Texto seleccionado:
Antoni Aguiló
Filósofo político y profesor del Centro de Estudios Sociales de la Universidad de Coímbra
Desde los años 90, analistas como Boaventura de Sousa Santos vienen denunciando la presencia creciente de un nuevo tipo de fascismo a consecuencia de la ofensiva neoliberal. Consiste en "una serie de procesos sociales a través de los que grandes segmentos de la población son expulsados o mantenidos irreversiblemente fuera de cualquier tipo de contrato social". A diferencia del fascismo político de 1930 y 1940, el fascismo social no implanta un régimen de partido único que sacrifica la democracia representativa. Más bien se apropia de ella (e incluso la promueve) para chantajearla, comprarla, vaciarla de contenido y subordinarla a los dictados del capitalismo.

Extracto de datos:

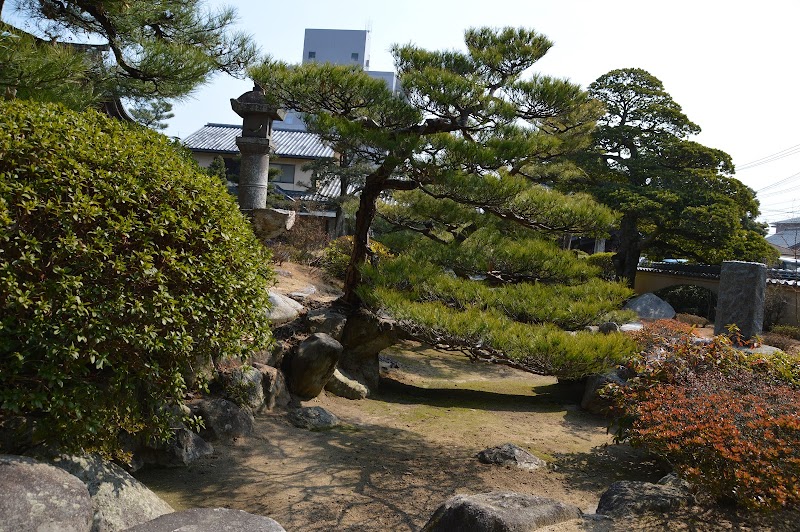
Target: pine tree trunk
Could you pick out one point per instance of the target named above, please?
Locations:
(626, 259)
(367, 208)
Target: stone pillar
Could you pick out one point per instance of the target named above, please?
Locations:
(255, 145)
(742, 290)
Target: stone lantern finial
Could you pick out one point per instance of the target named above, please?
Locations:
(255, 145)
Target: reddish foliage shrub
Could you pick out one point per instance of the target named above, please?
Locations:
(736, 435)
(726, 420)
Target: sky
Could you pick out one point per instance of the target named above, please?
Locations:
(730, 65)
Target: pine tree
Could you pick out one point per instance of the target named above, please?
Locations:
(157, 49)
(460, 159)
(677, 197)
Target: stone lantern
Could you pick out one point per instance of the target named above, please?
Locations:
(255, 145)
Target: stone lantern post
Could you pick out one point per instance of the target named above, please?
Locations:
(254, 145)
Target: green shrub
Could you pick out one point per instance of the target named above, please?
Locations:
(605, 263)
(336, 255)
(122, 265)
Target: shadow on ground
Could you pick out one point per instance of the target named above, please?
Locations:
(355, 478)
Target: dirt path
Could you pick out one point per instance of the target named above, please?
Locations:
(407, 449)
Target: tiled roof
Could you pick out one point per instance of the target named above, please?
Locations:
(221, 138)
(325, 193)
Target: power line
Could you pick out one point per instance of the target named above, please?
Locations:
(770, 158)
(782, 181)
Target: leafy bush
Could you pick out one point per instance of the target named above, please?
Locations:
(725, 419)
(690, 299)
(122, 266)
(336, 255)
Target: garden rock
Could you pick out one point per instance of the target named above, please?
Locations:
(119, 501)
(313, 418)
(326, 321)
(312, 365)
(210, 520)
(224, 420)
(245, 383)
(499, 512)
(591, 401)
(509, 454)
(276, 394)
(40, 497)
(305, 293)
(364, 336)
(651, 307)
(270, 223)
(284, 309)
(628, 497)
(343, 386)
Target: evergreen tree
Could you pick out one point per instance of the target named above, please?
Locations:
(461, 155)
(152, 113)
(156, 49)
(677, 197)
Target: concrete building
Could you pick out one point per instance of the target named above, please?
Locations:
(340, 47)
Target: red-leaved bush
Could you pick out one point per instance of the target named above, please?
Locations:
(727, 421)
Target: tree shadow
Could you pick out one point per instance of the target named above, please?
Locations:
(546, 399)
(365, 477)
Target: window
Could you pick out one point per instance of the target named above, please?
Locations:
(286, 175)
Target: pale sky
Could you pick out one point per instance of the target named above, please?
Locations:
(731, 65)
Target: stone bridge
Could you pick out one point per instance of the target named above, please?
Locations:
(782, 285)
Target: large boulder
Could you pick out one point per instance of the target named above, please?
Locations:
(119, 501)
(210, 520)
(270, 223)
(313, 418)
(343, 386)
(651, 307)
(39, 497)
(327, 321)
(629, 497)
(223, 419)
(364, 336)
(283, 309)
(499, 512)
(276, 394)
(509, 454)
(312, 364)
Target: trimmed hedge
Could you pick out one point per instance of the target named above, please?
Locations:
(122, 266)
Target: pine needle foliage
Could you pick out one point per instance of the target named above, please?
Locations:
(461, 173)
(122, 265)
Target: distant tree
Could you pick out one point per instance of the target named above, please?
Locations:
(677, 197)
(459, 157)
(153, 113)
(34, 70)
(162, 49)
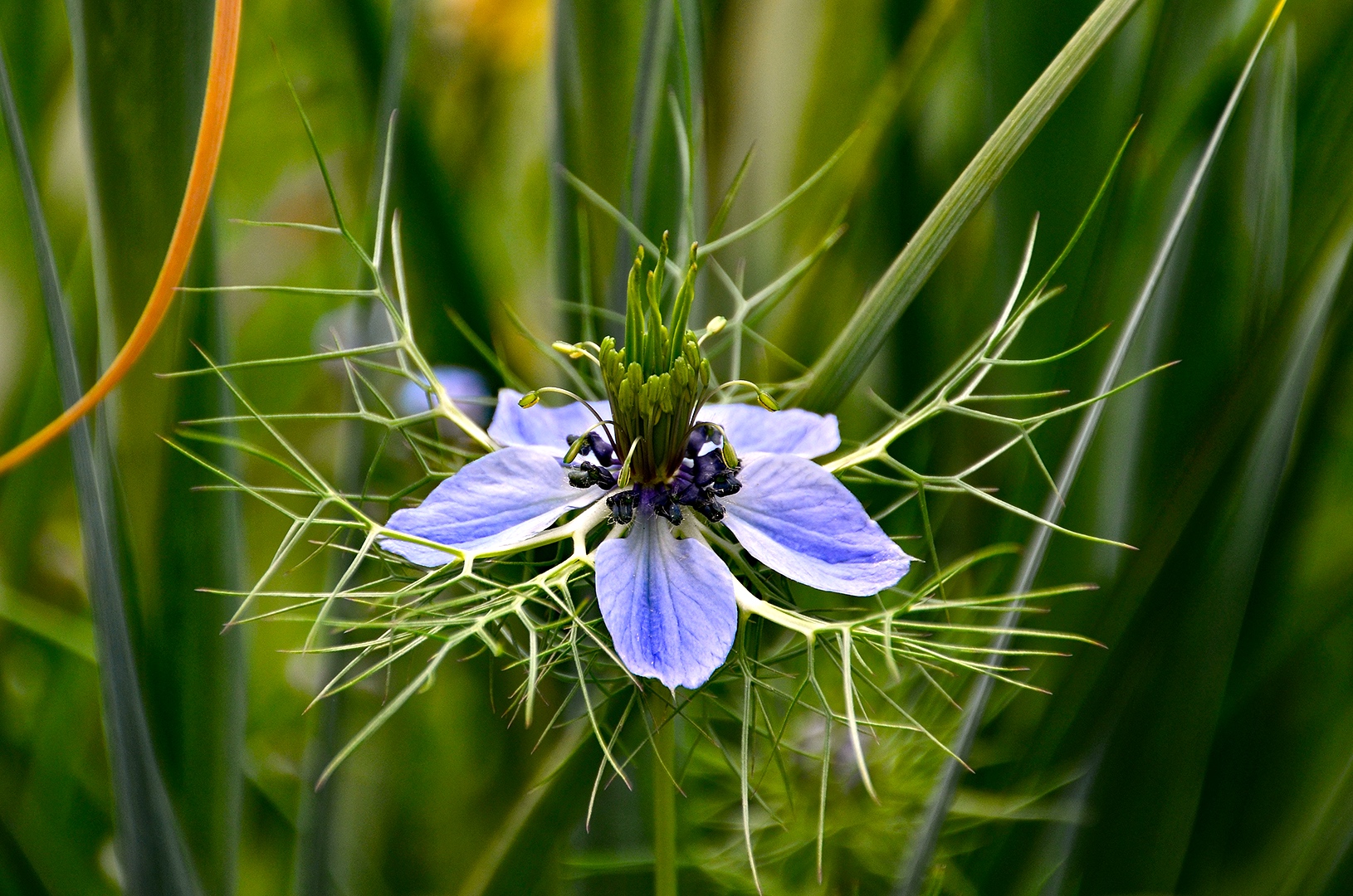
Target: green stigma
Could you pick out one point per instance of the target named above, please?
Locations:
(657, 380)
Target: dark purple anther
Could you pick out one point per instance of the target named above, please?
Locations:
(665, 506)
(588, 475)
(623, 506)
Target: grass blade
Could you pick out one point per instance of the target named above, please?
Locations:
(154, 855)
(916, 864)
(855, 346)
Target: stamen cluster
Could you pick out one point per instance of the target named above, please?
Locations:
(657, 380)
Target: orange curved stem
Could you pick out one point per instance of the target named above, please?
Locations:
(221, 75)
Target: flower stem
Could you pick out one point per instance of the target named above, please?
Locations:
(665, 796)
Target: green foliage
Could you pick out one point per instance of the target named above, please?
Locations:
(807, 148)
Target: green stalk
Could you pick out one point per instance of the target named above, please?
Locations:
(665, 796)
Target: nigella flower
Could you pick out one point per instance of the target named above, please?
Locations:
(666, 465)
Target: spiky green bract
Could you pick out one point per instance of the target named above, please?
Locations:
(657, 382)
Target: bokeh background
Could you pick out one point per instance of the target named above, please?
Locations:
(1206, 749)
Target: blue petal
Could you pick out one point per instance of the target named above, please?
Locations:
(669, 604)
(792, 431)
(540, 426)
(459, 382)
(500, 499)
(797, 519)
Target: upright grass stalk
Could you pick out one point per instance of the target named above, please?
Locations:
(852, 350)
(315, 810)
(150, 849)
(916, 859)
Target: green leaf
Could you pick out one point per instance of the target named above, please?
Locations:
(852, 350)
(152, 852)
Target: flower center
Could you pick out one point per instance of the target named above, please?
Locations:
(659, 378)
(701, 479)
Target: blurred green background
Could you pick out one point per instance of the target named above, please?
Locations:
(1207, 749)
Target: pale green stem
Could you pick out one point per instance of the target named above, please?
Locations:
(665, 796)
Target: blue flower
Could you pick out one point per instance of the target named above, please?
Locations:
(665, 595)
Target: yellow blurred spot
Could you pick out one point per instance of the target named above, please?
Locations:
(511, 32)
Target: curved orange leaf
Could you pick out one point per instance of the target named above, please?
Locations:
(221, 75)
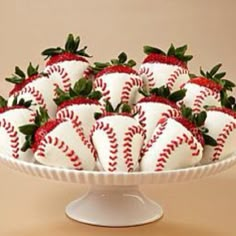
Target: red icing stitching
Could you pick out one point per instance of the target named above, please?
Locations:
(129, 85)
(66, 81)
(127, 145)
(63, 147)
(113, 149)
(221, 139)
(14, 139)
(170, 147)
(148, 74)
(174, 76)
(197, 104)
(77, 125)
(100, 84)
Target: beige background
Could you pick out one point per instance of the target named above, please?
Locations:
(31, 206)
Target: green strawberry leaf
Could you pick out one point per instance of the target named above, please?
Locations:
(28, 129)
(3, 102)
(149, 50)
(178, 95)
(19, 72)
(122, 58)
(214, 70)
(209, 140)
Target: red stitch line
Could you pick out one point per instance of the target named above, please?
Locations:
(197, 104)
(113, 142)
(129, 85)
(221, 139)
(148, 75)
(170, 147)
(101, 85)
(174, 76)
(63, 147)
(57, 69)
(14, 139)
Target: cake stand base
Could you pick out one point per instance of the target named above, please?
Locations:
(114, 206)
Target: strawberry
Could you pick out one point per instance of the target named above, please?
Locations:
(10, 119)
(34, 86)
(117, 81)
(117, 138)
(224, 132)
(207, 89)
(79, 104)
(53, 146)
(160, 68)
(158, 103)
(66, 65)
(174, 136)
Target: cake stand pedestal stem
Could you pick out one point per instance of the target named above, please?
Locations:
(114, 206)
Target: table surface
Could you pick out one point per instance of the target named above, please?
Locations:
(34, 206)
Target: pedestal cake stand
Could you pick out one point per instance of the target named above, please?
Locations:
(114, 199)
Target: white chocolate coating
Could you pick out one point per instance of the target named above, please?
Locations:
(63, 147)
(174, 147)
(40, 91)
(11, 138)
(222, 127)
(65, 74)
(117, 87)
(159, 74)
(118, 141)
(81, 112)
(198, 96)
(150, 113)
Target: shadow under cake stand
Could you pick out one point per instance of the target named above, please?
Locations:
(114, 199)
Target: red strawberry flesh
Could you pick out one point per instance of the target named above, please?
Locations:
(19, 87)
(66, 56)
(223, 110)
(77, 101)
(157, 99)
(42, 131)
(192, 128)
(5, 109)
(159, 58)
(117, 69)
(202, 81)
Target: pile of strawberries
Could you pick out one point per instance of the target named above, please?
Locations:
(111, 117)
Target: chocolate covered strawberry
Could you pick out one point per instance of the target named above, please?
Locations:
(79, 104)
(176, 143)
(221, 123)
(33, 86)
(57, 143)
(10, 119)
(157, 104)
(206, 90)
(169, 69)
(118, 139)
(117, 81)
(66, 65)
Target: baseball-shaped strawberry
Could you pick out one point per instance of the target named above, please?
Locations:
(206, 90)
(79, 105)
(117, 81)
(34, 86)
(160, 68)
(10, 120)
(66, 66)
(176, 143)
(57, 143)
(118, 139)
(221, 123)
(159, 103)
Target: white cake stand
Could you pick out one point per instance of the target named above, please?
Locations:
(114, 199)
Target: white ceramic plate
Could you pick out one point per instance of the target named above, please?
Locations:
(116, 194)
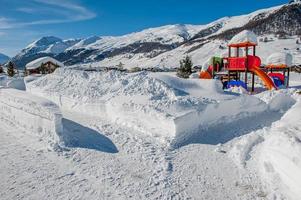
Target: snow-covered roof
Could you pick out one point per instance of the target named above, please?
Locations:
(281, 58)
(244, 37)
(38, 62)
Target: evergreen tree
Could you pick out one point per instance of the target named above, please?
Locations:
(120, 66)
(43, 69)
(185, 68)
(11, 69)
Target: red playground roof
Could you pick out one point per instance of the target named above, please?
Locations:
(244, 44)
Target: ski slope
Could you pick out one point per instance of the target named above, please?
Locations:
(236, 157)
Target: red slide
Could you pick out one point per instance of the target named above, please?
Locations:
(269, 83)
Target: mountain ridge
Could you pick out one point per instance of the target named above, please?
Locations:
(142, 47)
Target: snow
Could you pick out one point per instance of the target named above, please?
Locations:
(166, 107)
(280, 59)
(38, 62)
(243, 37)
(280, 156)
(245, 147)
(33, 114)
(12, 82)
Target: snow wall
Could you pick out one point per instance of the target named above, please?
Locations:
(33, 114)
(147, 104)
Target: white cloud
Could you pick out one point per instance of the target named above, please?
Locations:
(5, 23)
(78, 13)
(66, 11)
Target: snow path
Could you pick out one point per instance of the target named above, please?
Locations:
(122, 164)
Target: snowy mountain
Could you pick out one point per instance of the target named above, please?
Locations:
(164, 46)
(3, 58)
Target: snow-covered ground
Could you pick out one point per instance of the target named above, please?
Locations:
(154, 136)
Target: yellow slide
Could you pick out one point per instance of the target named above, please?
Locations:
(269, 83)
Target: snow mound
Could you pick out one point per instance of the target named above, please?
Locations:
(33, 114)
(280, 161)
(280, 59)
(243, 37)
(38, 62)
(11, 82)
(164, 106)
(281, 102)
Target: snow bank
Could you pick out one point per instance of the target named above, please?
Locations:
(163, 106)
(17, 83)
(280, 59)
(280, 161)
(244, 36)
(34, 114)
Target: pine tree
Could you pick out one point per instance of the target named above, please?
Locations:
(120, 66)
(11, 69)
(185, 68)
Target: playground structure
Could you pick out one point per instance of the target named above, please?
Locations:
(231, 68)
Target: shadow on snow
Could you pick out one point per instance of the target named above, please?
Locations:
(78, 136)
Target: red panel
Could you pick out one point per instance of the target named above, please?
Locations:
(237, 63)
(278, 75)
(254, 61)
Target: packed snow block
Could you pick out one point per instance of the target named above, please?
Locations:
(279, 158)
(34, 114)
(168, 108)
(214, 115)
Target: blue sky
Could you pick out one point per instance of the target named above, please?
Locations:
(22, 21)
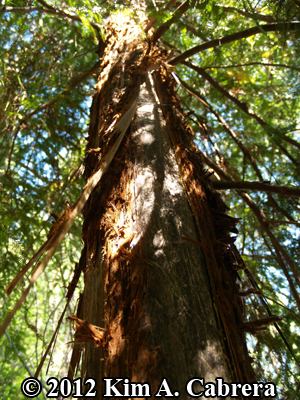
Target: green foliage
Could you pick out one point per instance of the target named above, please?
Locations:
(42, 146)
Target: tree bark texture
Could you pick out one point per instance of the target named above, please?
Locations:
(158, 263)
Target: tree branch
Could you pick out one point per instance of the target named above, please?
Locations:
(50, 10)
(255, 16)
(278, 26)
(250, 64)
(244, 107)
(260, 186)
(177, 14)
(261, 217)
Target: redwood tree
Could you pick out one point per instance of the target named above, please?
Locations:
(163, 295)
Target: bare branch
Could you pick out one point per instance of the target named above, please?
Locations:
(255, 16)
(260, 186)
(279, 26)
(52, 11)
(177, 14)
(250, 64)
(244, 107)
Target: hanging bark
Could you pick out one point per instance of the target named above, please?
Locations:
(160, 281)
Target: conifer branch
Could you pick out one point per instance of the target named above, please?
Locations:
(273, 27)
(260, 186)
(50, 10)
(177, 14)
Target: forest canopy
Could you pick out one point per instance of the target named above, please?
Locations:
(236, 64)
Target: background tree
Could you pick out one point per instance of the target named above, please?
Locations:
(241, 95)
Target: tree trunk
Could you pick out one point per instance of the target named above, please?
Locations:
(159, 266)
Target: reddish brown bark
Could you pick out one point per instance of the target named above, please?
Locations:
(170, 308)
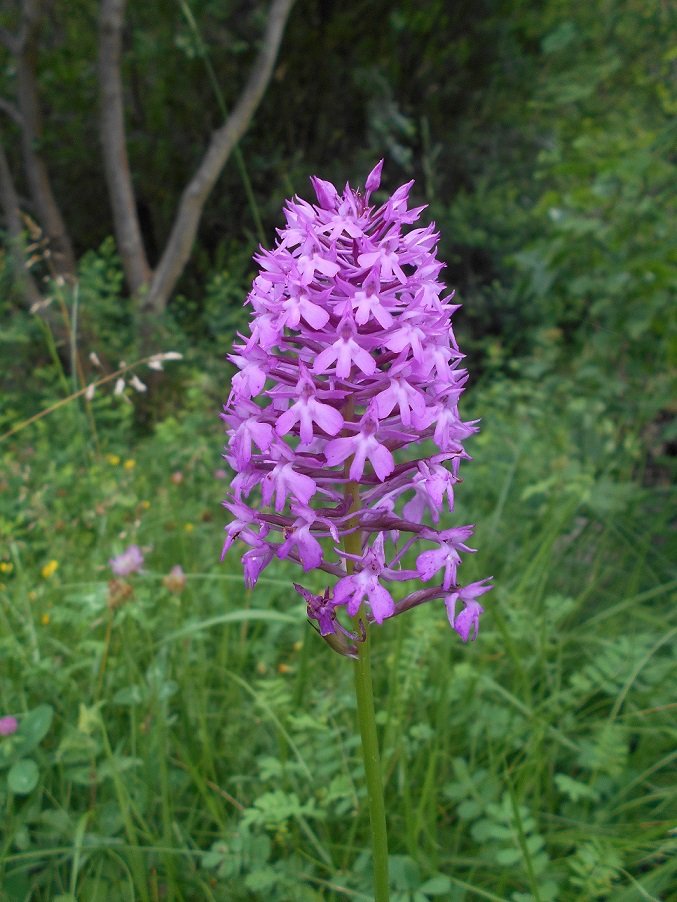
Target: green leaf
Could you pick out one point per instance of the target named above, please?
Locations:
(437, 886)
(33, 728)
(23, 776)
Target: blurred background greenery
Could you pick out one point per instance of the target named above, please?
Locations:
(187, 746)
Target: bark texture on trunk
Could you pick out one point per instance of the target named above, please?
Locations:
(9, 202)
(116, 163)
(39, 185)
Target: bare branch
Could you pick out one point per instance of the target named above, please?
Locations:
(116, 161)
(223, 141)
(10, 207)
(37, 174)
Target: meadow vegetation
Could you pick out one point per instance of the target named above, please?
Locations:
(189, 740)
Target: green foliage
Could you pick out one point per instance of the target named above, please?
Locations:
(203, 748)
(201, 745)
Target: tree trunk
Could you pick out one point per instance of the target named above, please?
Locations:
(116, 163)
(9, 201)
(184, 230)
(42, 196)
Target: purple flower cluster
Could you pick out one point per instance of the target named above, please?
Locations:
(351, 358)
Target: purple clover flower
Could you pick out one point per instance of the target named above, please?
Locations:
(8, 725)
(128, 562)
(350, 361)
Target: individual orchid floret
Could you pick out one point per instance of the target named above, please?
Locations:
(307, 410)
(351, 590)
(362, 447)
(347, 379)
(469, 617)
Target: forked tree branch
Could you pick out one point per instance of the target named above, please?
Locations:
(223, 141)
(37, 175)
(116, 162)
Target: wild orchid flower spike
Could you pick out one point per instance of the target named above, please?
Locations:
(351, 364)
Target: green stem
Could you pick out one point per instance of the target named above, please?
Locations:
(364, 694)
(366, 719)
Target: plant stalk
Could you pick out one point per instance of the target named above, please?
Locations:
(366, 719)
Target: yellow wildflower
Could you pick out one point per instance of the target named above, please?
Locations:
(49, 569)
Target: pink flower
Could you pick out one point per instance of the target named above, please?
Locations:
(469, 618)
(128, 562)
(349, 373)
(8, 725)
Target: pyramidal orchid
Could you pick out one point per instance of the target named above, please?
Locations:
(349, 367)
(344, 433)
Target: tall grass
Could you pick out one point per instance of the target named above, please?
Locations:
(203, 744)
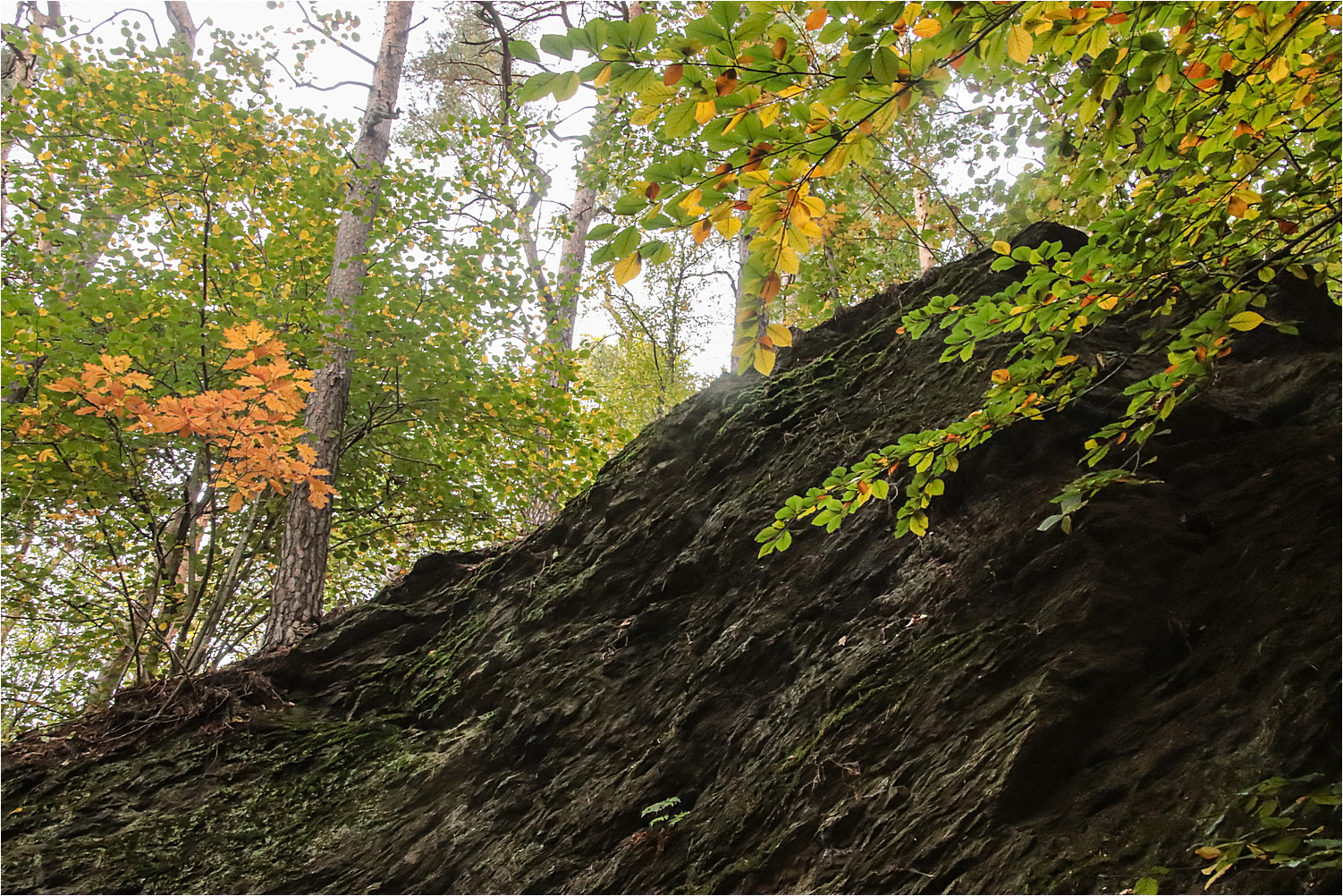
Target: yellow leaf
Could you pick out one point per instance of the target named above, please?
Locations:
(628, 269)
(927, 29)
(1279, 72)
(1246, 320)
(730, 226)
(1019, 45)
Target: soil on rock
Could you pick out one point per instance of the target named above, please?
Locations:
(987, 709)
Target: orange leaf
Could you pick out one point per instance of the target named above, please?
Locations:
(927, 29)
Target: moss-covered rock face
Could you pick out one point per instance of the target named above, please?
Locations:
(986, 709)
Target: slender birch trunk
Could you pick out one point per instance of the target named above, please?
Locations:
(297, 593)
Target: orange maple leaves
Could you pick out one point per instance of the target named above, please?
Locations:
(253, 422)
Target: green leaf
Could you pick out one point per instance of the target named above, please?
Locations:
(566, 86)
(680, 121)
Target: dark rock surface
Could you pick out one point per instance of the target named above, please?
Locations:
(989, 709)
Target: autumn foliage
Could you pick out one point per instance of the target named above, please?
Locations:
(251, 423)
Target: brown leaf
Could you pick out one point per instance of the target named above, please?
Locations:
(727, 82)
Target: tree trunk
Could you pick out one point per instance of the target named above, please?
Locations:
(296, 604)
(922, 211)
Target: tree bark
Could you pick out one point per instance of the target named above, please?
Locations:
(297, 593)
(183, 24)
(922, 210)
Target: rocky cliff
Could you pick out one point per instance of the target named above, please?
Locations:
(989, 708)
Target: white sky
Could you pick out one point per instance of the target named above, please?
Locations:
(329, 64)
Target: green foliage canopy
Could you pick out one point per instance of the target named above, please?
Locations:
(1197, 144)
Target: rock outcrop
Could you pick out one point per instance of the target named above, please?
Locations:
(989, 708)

Tareas:
A - Cita el texto sobre el fascismo social entre "Antoni Aguiló" y "dictados del capitalismo.", ambos incluidos.
B - Di si cada afirmación concuerda con el texto sobre el fascismo social y responde sí o no, citando las palabras del texto que lo deciden. (i) El fascismo social implanta un régimen de partido único. (ii) Boaventura de Sousa Santos denuncia un nuevo tipo de fascismo desde los años 90. (iii) Ese nuevo tipo de fascismo surge a consecuencia de la ofensiva neoliberal.
Las entradas provienen de otra fuente.

Respuestas:
A -
Antoni Aguiló
Filósofo político y profesor del Centro de Estudios Sociales de la Universidad de Coímbra
Desde los años 90, analistas como Boaventura de Sousa Santos vienen denunciando la presencia creciente de un nuevo tipo de fascismo a consecuencia de la ofensiva neoliberal. Consiste en "una serie de procesos sociales a través de los que grandes segmentos de la población son expulsados o mantenidos irreversiblemente fuera de cualquier tipo de contrato social". A diferencia del fascismo político de 1930 y 1940, el fascismo social no implanta un régimen de partido único que sacrifica la democracia representativa. Más bien se apropia de ella (e incluso la promueve) para chantajearla, comprarla, vaciarla de contenido y subordinarla a los dictados del capitalismo.

B -
(i) No: "el fascismo social no implanta un régimen de partido único que sacrifica la democracia representativa".
(ii) Sí: "Desde los años 90, analistas como Boaventura de Sousa Santos vienen denunciando la presencia creciente de un nuevo tipo de fascismo".
(iii) Sí: "un nuevo tipo de fascismo a consecuencia de la ofensiva neoliberal".